The problem:
Return each line of the items below word for word, omitting the pictures.

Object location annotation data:

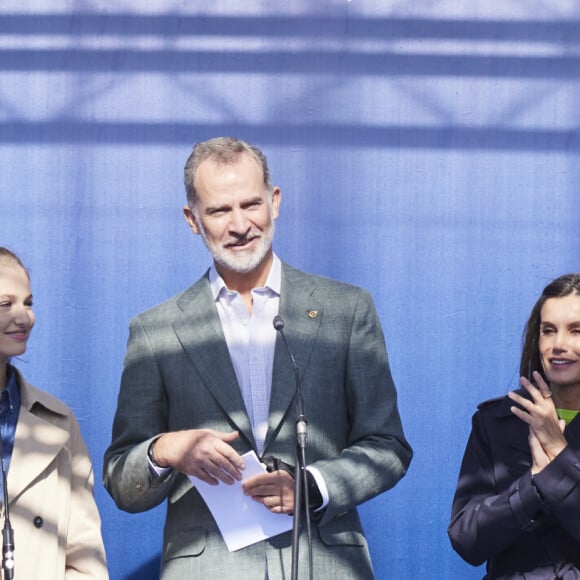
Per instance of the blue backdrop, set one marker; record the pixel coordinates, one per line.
(427, 151)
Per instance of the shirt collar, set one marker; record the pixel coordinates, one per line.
(273, 282)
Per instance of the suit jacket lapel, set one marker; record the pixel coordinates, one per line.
(302, 314)
(200, 333)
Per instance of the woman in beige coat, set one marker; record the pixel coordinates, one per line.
(57, 529)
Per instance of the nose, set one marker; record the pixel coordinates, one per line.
(22, 315)
(239, 223)
(559, 344)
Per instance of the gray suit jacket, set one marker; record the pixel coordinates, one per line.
(178, 375)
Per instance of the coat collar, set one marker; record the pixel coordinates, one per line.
(38, 440)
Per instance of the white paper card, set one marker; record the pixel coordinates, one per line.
(241, 520)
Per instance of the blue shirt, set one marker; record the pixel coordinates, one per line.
(9, 409)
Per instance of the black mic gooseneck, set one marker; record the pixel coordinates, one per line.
(300, 477)
(7, 531)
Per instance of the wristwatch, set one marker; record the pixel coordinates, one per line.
(151, 454)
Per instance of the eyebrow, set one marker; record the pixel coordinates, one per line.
(226, 206)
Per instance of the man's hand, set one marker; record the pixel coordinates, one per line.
(204, 453)
(546, 429)
(274, 490)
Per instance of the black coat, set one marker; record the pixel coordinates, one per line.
(524, 527)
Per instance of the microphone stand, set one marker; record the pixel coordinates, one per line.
(7, 531)
(300, 474)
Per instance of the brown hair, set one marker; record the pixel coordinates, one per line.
(8, 256)
(558, 288)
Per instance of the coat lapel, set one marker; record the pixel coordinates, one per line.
(302, 315)
(36, 443)
(200, 333)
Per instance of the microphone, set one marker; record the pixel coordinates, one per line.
(7, 531)
(301, 423)
(300, 479)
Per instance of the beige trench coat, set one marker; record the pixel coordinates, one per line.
(57, 528)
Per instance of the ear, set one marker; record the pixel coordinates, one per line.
(276, 201)
(190, 219)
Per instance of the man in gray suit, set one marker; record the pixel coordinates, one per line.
(207, 379)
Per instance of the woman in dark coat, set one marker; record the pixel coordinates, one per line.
(517, 502)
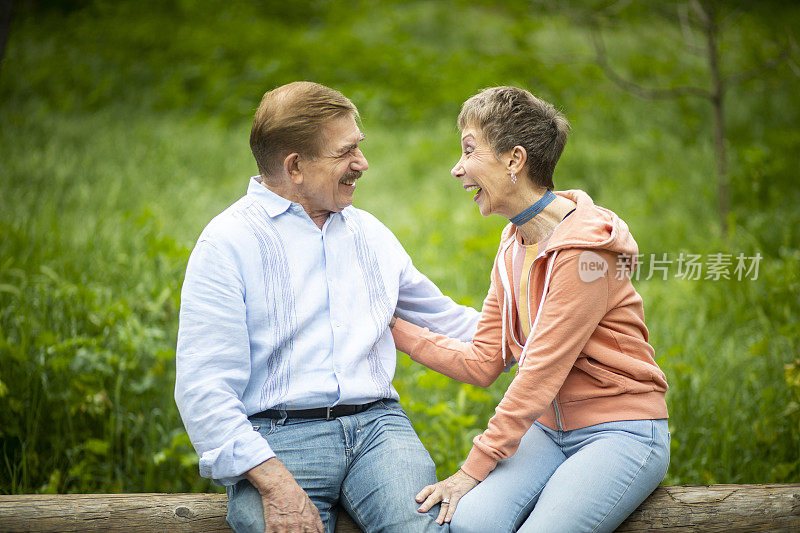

Task output:
Per instance of the blue backdrop, set one marker; record the pixel coordinates, one per line.
(427, 151)
Per instance of the shirt collar, set one marker; record the pixel coordinates, one per line.
(273, 282)
Per instance of the suit jacket lapel, set one marker; record the pixel coordinates, one per line.
(302, 314)
(200, 333)
Per instance of the woman in beige coat, set one marker; record the pixel coordinates, one per line.
(57, 529)
Per instance of the nose, set one marker; record the pixel coordinates, one per line.
(22, 315)
(239, 223)
(559, 344)
Per instance of the gray suit jacket, set one marker; record the pixel coordinates, one per line.
(178, 375)
Per instance of the coat collar, set one marker; record the pixel coordinates, one per line.
(38, 440)
Per instance of the white paper card, set one marker; record the pixel coordinates, one per line.
(241, 520)
Per instance of the blue shirt, set one marker; record the pixel coordinates, one per line.
(9, 409)
Per instance of the black mic gooseneck, set one marker; record the pixel coordinates, one per line.
(300, 477)
(7, 531)
Per instance of the wristwatch, set one marker; record the pixel coordinates, one per line.
(151, 454)
Per instance of the eyebrow, set one marker; record the pixel coordinates, one per line.
(226, 206)
Per instance of the man's hand, set one marker; record the pixel coordinates, one per line.
(204, 453)
(546, 429)
(274, 490)
Per instance of the black coat, set one marker; record the pixel coordinates, one per line.
(524, 527)
Per instance of the microphone stand, set one marker; record the pixel coordinates, one per line.
(7, 531)
(300, 474)
Per instance of the brown hair, set one marker; record the pixel coordinates, one per line.
(8, 256)
(558, 288)
Per instance of the coat lapel, set one marker; record the pixel coordinates, one per line.
(302, 315)
(36, 443)
(200, 333)
Per instance of the microphone, set one marker; record the pixel coordinates, one per line.
(7, 531)
(301, 423)
(300, 479)
Per instance of the beige trench coat, set one marker; record the pixel coordinates, one per line.
(57, 528)
Per instance of the ear, set one marker; record the pixel coordinates, one per line.
(276, 201)
(190, 219)
Per instance of the man in gray suit, set one marker; record the pixel coordinates, one per line.
(207, 379)
Per instance of the woman in dark coat, set one marker; record the pixel coordinates, one per line.
(517, 502)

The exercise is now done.